- Prompt
Count how many lines in the items below contain the string "from", with case counting. Reply with the number alone.

- Data rows
-=-=-

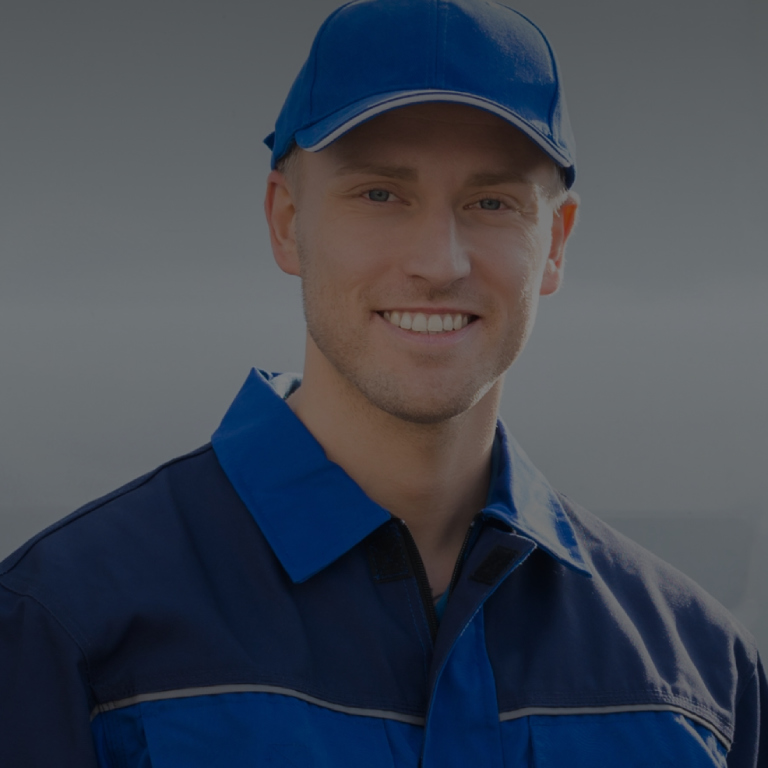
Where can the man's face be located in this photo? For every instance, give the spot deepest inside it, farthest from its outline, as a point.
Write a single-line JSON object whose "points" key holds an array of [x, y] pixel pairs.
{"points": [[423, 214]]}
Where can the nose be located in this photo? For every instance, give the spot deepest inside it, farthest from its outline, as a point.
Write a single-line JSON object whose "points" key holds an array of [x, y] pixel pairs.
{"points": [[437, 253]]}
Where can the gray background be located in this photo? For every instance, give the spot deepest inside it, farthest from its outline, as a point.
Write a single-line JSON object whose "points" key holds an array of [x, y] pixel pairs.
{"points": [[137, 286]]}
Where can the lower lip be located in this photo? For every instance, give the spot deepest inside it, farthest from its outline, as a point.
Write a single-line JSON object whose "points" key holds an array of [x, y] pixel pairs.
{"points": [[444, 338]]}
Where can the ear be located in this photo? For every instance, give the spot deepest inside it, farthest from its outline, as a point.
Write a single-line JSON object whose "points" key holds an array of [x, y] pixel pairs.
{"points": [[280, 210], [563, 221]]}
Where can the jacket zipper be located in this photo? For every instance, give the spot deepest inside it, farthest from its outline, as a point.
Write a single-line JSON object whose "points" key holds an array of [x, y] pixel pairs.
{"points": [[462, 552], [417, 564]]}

-=-=-

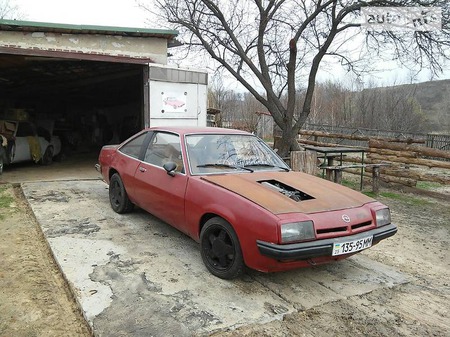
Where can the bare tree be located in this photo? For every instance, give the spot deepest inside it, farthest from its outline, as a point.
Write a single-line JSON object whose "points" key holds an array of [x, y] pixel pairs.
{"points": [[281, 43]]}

-=-=-

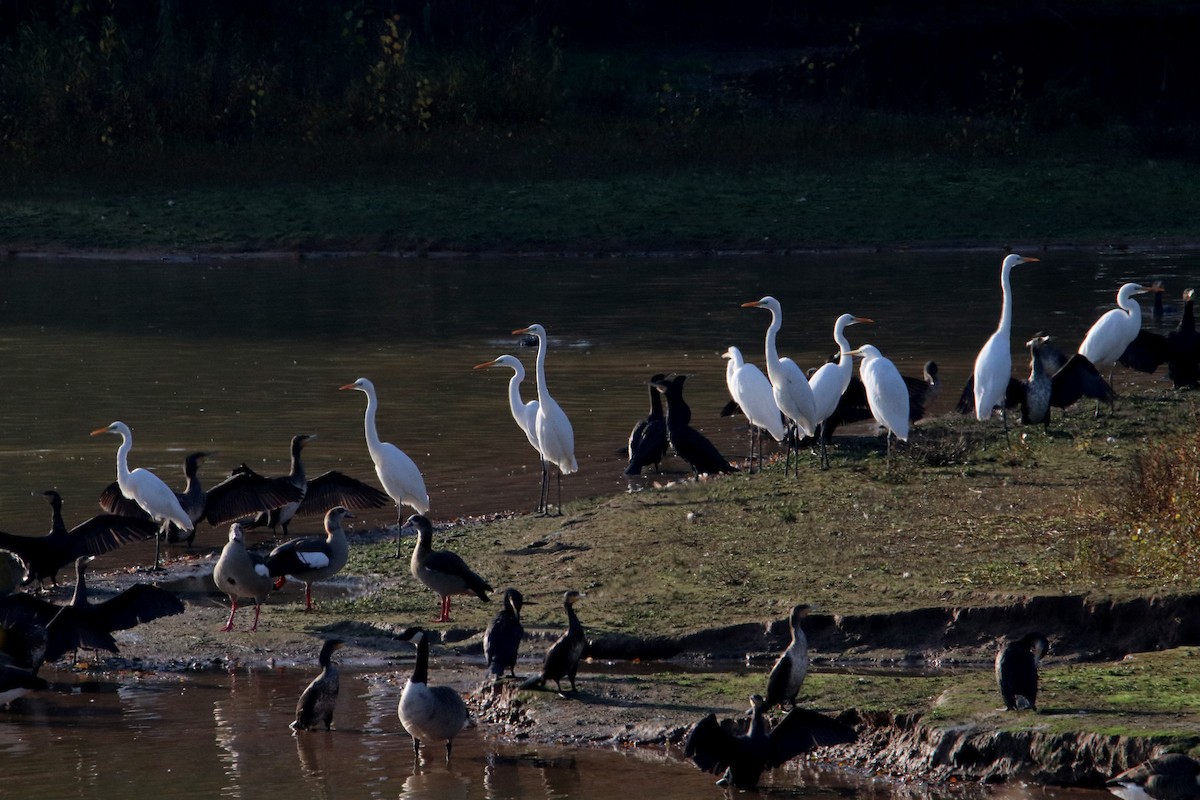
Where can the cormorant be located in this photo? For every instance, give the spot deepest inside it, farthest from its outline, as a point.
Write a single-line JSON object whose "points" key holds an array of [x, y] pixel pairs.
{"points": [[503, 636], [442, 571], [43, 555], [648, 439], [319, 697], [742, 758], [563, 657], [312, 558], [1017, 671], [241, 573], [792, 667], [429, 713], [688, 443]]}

-=-=-

- Problem solution
8